## SOURCE

Thanks Robbie, yes I need to stop arguing/fighting to get my point across. Unfortunately, I just don't seem to have the communication skills that are so important in today's world, to convey our feelings and needs and wants.
I lack the tact to ask for and get some help or work done. There are times when I choose the wrong words to express myself, and it comes out all wrong! I am also a complete introvert and even when people come home to visit, I have a hard time coming out with just "hello" and "goodbye".
So I keep everything inside of me. When something does happen, I find myself raising my voice begging to be understood, and then crying thru the whole process.
My in-laws live with me, unfortunately they are the ones that put me down and it would be impossible to terminate conversations with people living under one roof.
The only saving grace is that I do have my own values in place. I do like to think for myself, take my own decisions, I love my freedom and my privacy.
I do TRY to be perfect, and I do sometimes expect people to be a certain way, but I have worked on that in the last couple of years, and believe me, I am no longer judgemental of anyone, and may not understand why they say or do the things they do, but I just let it be - thats them, unlike me!

Extracts from a box-labeled dataset:
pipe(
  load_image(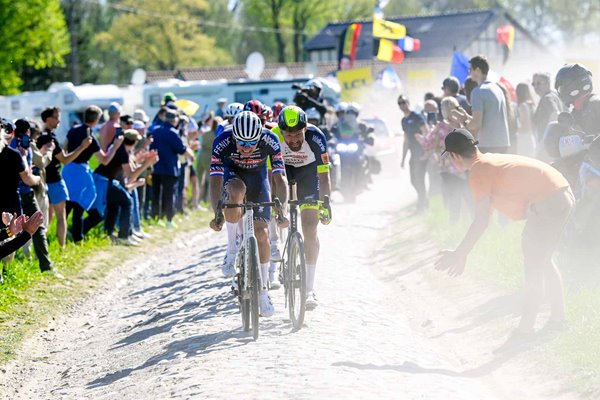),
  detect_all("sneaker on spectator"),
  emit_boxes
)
[260,290,275,317]
[306,291,319,311]
[269,268,281,290]
[271,241,281,262]
[221,254,236,278]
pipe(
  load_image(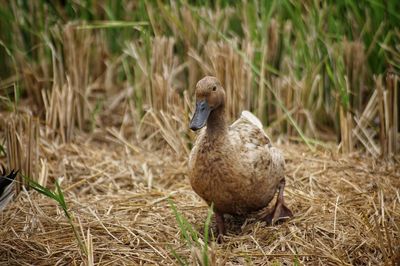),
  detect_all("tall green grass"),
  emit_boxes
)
[168,199,213,266]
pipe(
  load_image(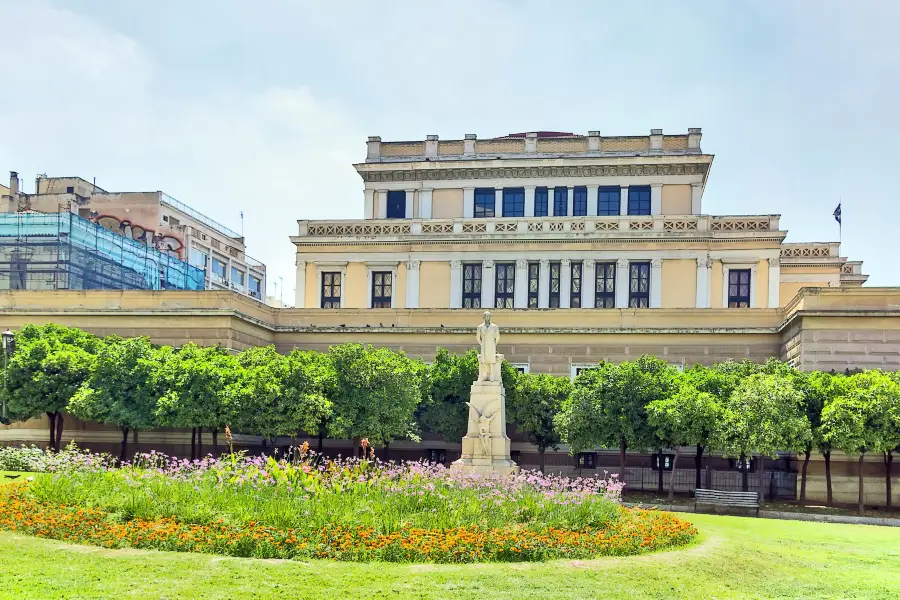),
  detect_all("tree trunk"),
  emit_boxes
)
[800,448,812,502]
[859,452,866,514]
[47,413,57,452]
[694,446,703,490]
[740,453,750,492]
[758,454,766,506]
[884,450,894,512]
[119,427,128,463]
[669,444,681,501]
[656,448,666,496]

## WORK INSTRUCTIONS
Output the entire post about struggling to communicate, word for word. Work from the post alone and leave the rows out of it.

## RESULT OF THE TASK
Thanks Robbie, yes I need to stop arguing/fighting to get my point across. Unfortunately, I just don't seem to have the communication skills that are so important in today's world, to convey our feelings and needs and wants.
I lack the tact to ask for and get some help or work done. There are times when I choose the wrong words to express myself, and it comes out all wrong! I am also a complete introvert and even when people come home to visit, I have a hard time coming out with just "hello" and "goodbye".
So I keep everything inside of me. When something does happen, I find myself raising my voice begging to be understood, and then crying thru the whole process.
My in-laws live with me, unfortunately they are the ones that put me down and it would be impossible to terminate conversations with people living under one roof.
The only saving grace is that I do have my own values in place. I do like to think for myself, take my own decisions, I love my freedom and my privacy.
I do TRY to be perfect, and I do sometimes expect people to be a certain way, but I have worked on that in the last couple of years, and believe me, I am no longer judgemental of anyone, and may not understand why they say or do the things they do, but I just let it be - thats them, unlike me!